Il velo della donna, nelle parole dei padri della Chiesa, diviene quindi il «fardello della sua costituzionale sottomissione» o il suo «giogo» o il «simbolo di soggezione». Le donne cristiane pertanto «dovrebbero coprire non solo il capo ma tutta la faccia», imitando «quelle d’Arabia» che a malapena vedono con un solo occhio attraverso il velo.
Nell’antichità non tutte le Chiese seguono la medesima tradizione, per cui sorge il problema di seguire la consuetudine più confacente con le norme insegnate da Dio. Per la soluzione della questione del velo, Tertulliano si appella all’autorità delle Chiese orientali: i corinzi, dopo la contestazione, hanno recepito e trasmesso l’insegnamento di Paolo, quindi le altre Chiese devono adeguarsi alla norma liturgica paolina. Ben presto si impone opuscolo catechetico di Tertulliano Il velo delle verginiche, pur in odore di montanismo, diviene un manuale di riferimento per le future istituzioni monastiche femminili, pur stabilendo, nonostante il titolo, la norma del velo nella preghiera non solo per le vergini, ma per tutte le donne, comprese le coniugate («donne di una pudicizia di second’ordine»).
L’esigenza di conferire alla norma l’autorevolezza della Chiesa istituzionale trapela nel tardo Liber pontificalis, in cui si attribuisce a Papa Lino, su ordine proprio di san Pietro suo predecessore, la conferma dell’obbligo per le donne di partecipare alla celebrazione eucaristica col capo coperto.

→ **MATERIALE FORNITO**:
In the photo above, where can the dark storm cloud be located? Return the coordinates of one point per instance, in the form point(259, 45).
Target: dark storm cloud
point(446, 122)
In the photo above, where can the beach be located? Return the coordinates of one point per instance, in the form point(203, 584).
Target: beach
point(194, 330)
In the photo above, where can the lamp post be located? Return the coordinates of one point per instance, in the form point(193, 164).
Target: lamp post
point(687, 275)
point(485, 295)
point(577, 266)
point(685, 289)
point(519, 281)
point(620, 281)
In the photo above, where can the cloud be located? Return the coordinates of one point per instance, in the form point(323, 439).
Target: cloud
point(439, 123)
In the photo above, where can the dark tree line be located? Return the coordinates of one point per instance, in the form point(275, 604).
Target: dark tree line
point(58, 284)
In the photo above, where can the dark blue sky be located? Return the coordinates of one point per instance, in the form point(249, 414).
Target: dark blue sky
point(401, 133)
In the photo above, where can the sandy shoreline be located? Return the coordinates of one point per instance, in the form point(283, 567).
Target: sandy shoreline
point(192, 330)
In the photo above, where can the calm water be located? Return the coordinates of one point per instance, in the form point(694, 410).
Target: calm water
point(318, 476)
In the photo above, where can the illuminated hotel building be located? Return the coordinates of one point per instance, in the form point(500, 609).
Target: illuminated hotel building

* * *

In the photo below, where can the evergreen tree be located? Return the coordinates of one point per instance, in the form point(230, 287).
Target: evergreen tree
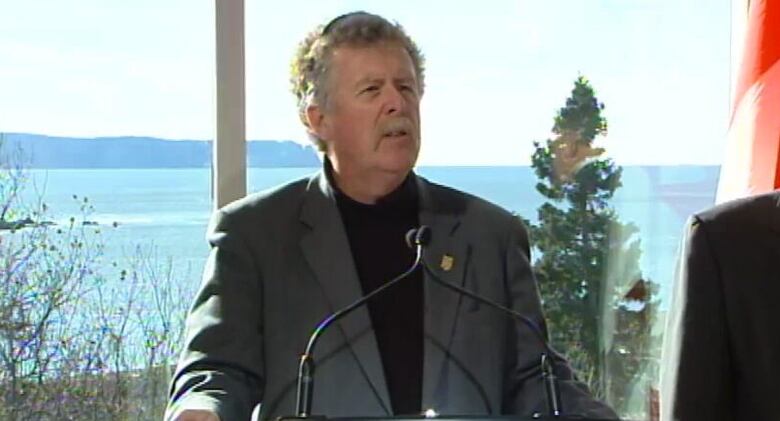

→ **COMPITI DA SVOLGERE**:
1. Nel brano sul velo delle donne, a chi il Liber pontificalis attribuisce la conferma dell'obbligo per le donne di partecipare alla celebrazione eucaristica col capo coperto?
2. Trascrivi dal brano sul velo delle donne il tratto che parte dalle parole "L’esigenza di conferire" e si chiude con "col capo coperto.".
3. Prosegui il brano sul velo delle donne dopo la sua ultima frase.

→ **LE RISPOSTE**:
1. A Papa Lino, su ordine di san Pietro suo predecessore.

2.
L’esigenza di conferire alla norma l’autorevolezza della Chiesa istituzionale trapela nel tardo Liber pontificalis, in cui si attribuisce a Papa Lino, su ordine proprio di san Pietro suo predecessore, la conferma dell’obbligo per le donne di partecipare alla celebrazione eucaristica col capo coperto.

3.
È certo che l’insegnamento paolino, passato al vaglio della tradizione, è riformulato nel concilio di Gangra (324 circa), in cui il velo è definito «memoriale di sottomissione», e giunge con impronta attenuata al Codex iuris canonici del 1917 che ancora distingue tra gli uomini a testa nuda e le donne con il velo e in abbigliamento di modestia.
Dopo la riforma conciliare non sussistono più specifiche indicazioni. La consuetudine, nel rispetto della tradizione, sembra superata nella Gaudium et spes («La Chiesa non è legata in modo esclusivo e indissolubile […] a nessuna consuetudine antica o recente»), che tra le forme di discriminazione condanna al primo posto quelle «in ragione del sesso», riconoscendo che i diritti fondamentali della persona «non sono ancora e dappertutto garantiti pienamente (…) quando si nega alla donna la facoltà di scegliere liberamente il marito e di abbracciare un determinato stato di vita, oppure di accedere a un’educazione e a una cultura pari a quelle che si ammettono per l’uomo». Non c’è più spazio per quel segno di sottomissione, troppo frainteso, o strumentalizzato, nel suo significato originario.